**Text passage**

------------

Option 2: On Your Laptop (Ollama or LM Studio)
Ollama (Fastest)
# E4B — recommended for most laptops (16GB RAM)
ollama pull gemma4:e4b
ollama run gemma4:e4b
# 26B MoE — needs 16GB+ VRAM
ollama pull gemma4:26b-a4b
ollama run gemma4:26b-a4b
Requires Ollama 0.20 or newer.
LM Studio
Search “gemma4” in the model browser. E4B and 26B A4B are available as pre-quantized GGUF files. One-click download and run.
Apple Silicon (MLX)
If you’re on a Mac and want lower memory usage at the cost of some throughput:
pip install mlx-lm
mlx_lm.generate --model unsloth/gemma-4-e4b-it-mlx --prompt "Hello"
Unsloth’s MLX builds use ~40% less memory than Ollama — worth it on memory-constrained MacBooks.
Option 3: For Developers (API + Production)
Google AI Studio
For quick prototyping with the full 31B model:
- Open Google AI Studio
- Select Gemma 4 31B
- Use the function-calling API for agentic workflows
Production Deployment
- Vertex AI — managed deployment with autoscaling and SLA guarantees
- Cloud Run — serverless containers, lower operational overhead
- GKE + vLLM — high-throughput serving for teams already on Kubernetes
- OpenRouter — API access at $0.13/M input, $0.40/M output tokens
What Makes Gemma 4 Architecturally Interesting
Mixture-of-Experts (26B A4B)
Gemma’s MoE implementation is unusual. Instead of replacing MLP blocks with sparse experts (like DeepSeek or Qwen), Gemma adds MoE blocks as separate layers alongside standard MLP blocks and sums their outputs. This trades some efficiency for architectural simplicity — and the results speak for themselves.
Per-Layer Embeddings (E2B and E4B)

------------

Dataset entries
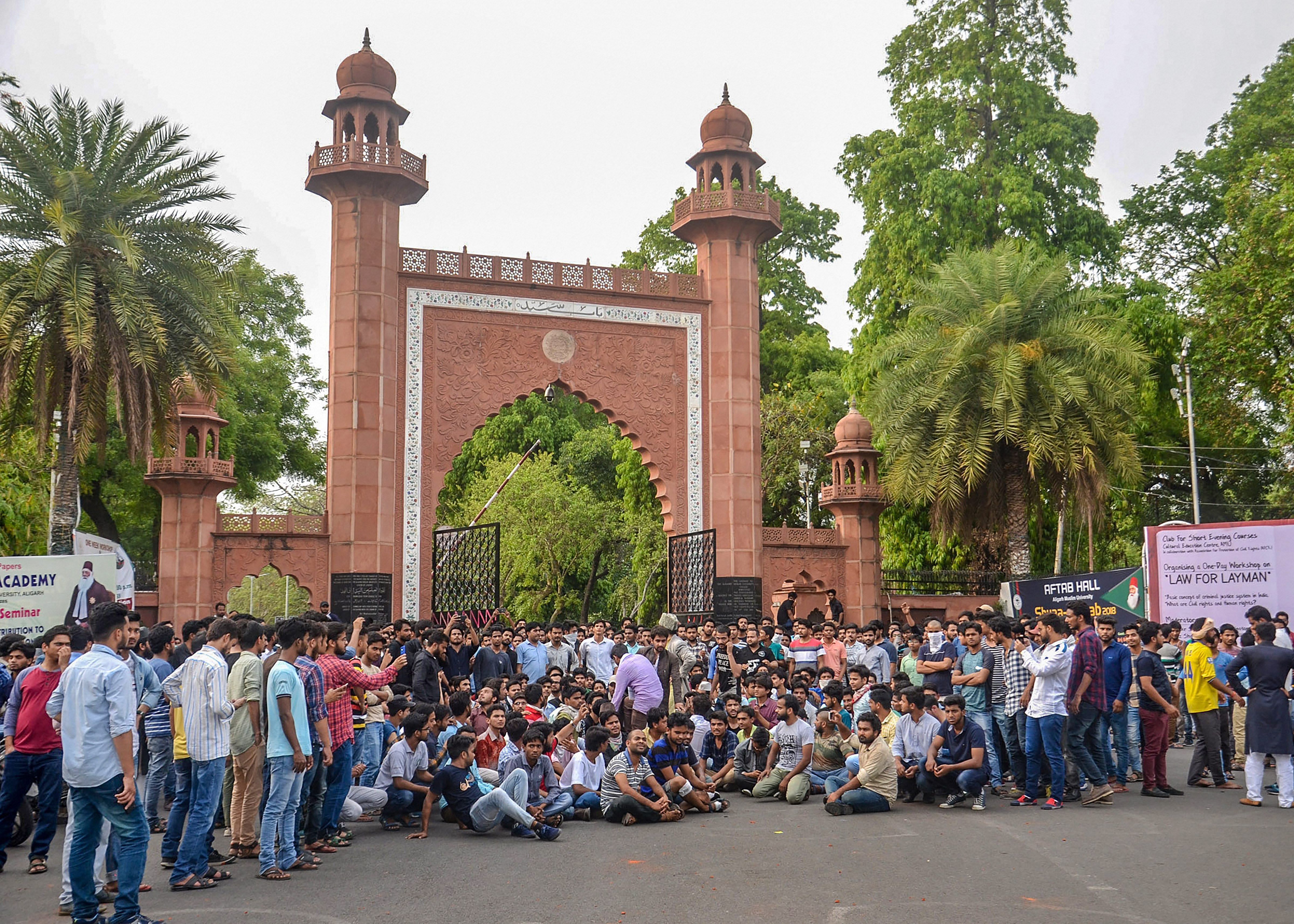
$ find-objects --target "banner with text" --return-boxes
[0,555,116,639]
[1007,568,1145,629]
[1145,520,1294,628]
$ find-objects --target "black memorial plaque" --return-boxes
[714,577,763,617]
[329,572,391,625]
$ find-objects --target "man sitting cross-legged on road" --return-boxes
[409,735,562,841]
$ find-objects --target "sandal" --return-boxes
[171,875,216,892]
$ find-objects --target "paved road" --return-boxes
[0,750,1294,924]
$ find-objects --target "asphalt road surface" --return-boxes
[0,750,1294,924]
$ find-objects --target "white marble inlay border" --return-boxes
[401,289,705,622]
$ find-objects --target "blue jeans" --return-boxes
[162,757,193,861]
[322,742,355,836]
[260,755,305,872]
[993,703,1027,790]
[167,757,225,884]
[144,735,173,824]
[382,783,422,822]
[1066,703,1110,787]
[1024,716,1065,802]
[67,774,146,923]
[840,785,889,814]
[0,748,63,870]
[347,722,382,788]
[967,711,1002,787]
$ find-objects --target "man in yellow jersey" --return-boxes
[1181,616,1240,790]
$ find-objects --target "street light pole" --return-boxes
[1171,334,1200,525]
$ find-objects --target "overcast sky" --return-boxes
[0,0,1294,419]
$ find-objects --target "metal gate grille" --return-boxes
[668,529,714,622]
[431,523,500,621]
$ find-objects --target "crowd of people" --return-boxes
[0,593,1294,924]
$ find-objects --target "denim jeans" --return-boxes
[67,774,148,921]
[967,711,1002,787]
[0,748,63,870]
[382,783,422,822]
[322,742,355,836]
[144,735,175,824]
[296,745,326,844]
[1024,716,1065,802]
[355,722,382,785]
[167,757,225,884]
[993,703,1027,790]
[840,785,889,814]
[162,757,193,861]
[470,767,533,831]
[1052,703,1110,788]
[260,755,305,872]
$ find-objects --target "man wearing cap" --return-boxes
[63,562,116,625]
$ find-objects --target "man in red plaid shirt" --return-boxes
[317,622,408,846]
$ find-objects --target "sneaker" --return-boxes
[939,792,969,809]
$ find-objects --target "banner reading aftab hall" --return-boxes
[1145,520,1294,628]
[1007,568,1145,629]
[0,555,116,639]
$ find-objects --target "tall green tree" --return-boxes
[837,0,1117,355]
[868,241,1148,575]
[1123,41,1294,510]
[0,91,239,554]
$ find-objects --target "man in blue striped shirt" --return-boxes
[162,619,245,892]
[45,602,154,924]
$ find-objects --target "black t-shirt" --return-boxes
[1136,648,1172,712]
[430,763,484,826]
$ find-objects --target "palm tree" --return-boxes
[0,89,239,554]
[868,241,1148,575]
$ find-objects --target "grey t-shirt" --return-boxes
[773,718,813,770]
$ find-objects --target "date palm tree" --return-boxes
[867,241,1148,575]
[0,89,239,554]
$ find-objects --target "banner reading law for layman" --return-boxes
[1145,520,1294,629]
[0,555,116,639]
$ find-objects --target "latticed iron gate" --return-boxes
[431,523,500,622]
[666,529,714,622]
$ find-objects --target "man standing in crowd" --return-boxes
[1227,618,1294,809]
[1052,602,1114,805]
[162,619,245,892]
[0,625,71,874]
[1012,615,1071,809]
[1181,616,1240,790]
[45,602,154,924]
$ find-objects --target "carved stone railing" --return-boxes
[674,189,782,221]
[400,247,703,299]
[149,455,234,477]
[818,484,886,503]
[216,507,327,536]
[311,141,427,180]
[763,525,841,545]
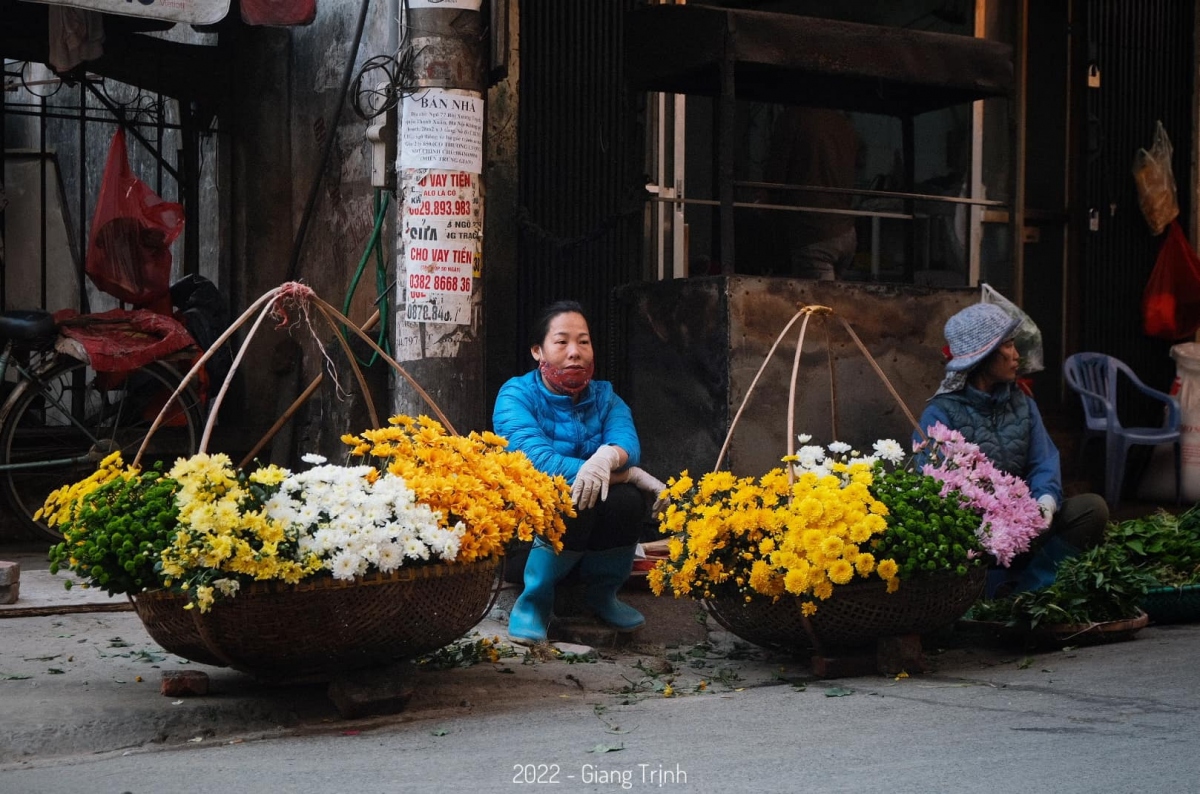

------------

**Task requirements**
Copy out the whole Gemma 4 setup guide above, word for word from start to finish.

**The output**
Option 2: On Your Laptop (Ollama or LM Studio)
Ollama (Fastest)
# E4B — recommended for most laptops (16GB RAM)
ollama pull gemma4:e4b
ollama run gemma4:e4b
# 26B MoE — needs 16GB+ VRAM
ollama pull gemma4:26b-a4b
ollama run gemma4:26b-a4b
Requires Ollama 0.20 or newer.
LM Studio
Search “gemma4” in the model browser. E4B and 26B A4B are available as pre-quantized GGUF files. One-click download and run.
Apple Silicon (MLX)
If you’re on a Mac and want lower memory usage at the cost of some throughput:
pip install mlx-lm
mlx_lm.generate --model unsloth/gemma-4-e4b-it-mlx --prompt "Hello"
Unsloth’s MLX builds use ~40% less memory than Ollama — worth it on memory-constrained MacBooks.
Option 3: For Developers (API + Production)
Google AI Studio
For quick prototyping with the full 31B model:
- Open Google AI Studio
- Select Gemma 4 31B
- Use the function-calling API for agentic workflows
Production Deployment
- Vertex AI — managed deployment with autoscaling and SLA guarantees
- Cloud Run — serverless containers, lower operational overhead
- GKE + vLLM — high-throughput serving for teams already on Kubernetes
- OpenRouter — API access at $0.13/M input, $0.40/M output tokens
What Makes Gemma 4 Architecturally Interesting
Mixture-of-Experts (26B A4B)
Gemma’s MoE implementation is unusual. Instead of replacing MLP blocks with sparse experts (like DeepSeek or Qwen), Gemma adds MoE blocks as separate layers alongside standard MLP blocks and sums their outputs. This trades some efficiency for architectural simplicity — and the results speak for themselves.
Per-Layer Embeddings (E2B and E4B)